- **Problema proposto 1**: Liste os romances que o trecho sobre a obra de Machado atribui à primeira fase, a de características românticas.
- **Problema proposto 2**: Cite literalmente um trecho do texto sobre a obra de Machado: comece nas palavras que contêm "O ambiente no" e pare depois de "sobre essa realidade.".

- **Trecho selecionado**:

Os analistas da obra de Machado dividiram-na em duas fases: a primeira, de características românticas, de qual fazem parte os romances A mão e a luva, Helena, Iaiá Garcia e Ressurreição, bem como contos e peças de teatro; a segunda, inaugurada pelo divisor de águas - Memórias Póstumas de Brás Cubas -  revela um autor ágil, mais próximo das orientações do movimento estético do Realismo, principalmente por focar as classes medianas e altas da sociedade brasileira do final de século XIX e início do século XX. Desse momento fazem parte Quincas Borba, Dom Casmurro, Esaú e Jacó e Memorial de Aires, além de um grande número de contos e crônicas.

 

O ambiente no qual circulam os personagens machadianos é o Rio de Janeiro, a cidade que se delineia. E nesse ponto reside a especificidade de seu olhar: criar ficcionalmente sobre o mundo que o envolvia. Como observa Luiz Costa Lima, o discurso da ficção, por ser mimético, exige do autor que seja semelhante ao mundo recriado, o que significa que uma parcela do mundo que circunda o autor, a sua realidade empírica, acaba entrando na ficção, assim como as suas opiniões sobre essa realidade.

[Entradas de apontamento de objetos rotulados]
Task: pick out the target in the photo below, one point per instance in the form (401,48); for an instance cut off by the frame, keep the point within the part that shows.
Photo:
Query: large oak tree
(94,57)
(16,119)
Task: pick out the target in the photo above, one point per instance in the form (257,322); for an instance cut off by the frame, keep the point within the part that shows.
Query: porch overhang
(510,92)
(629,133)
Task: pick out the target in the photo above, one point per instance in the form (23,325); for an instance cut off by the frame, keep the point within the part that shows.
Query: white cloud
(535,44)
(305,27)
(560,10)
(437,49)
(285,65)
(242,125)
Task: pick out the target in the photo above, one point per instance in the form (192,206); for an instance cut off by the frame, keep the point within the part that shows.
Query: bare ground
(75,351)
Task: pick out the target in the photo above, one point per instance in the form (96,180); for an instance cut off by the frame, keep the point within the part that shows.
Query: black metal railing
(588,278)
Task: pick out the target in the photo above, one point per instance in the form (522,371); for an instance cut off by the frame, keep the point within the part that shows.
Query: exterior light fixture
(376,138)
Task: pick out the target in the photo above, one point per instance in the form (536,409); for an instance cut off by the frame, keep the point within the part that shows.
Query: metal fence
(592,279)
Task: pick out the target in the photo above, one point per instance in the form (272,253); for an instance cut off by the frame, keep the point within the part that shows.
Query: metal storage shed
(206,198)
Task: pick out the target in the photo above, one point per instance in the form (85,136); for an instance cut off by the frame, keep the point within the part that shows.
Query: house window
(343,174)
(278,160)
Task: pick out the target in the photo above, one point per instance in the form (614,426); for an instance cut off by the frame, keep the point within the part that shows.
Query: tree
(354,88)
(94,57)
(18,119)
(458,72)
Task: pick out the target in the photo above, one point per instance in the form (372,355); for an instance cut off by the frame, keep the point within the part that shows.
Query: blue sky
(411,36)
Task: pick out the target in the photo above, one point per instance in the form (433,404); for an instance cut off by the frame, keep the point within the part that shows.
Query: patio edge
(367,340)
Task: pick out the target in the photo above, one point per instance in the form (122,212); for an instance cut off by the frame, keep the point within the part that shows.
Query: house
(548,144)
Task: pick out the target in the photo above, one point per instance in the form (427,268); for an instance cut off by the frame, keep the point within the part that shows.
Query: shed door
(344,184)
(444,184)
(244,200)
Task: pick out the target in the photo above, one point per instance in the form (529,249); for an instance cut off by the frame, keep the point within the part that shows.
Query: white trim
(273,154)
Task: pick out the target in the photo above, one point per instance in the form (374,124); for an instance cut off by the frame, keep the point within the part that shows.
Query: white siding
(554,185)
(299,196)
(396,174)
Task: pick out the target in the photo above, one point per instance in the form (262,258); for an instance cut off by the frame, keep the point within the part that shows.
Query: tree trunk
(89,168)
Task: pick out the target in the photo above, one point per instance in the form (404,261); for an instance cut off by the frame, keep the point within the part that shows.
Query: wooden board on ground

- **Solução completa 1**: A mão e a luva, Helena, Iaiá Garcia e Ressurreição.

- **Solução completa 2**:
O ambiente no qual circulam os personagens machadianos é o Rio de Janeiro, a cidade que se delineia. E nesse ponto reside a especificidade de seu olhar: criar ficcionalmente sobre o mundo que o envolvia. Como observa Luiz Costa Lima, o discurso da ficção, por ser mimético, exige do autor que seja semelhante ao mundo recriado, o que significa que uma parcela do mundo que circunda o autor, a sua realidade empírica, acaba entrando na ficção, assim como as suas opiniões sobre essa realidade.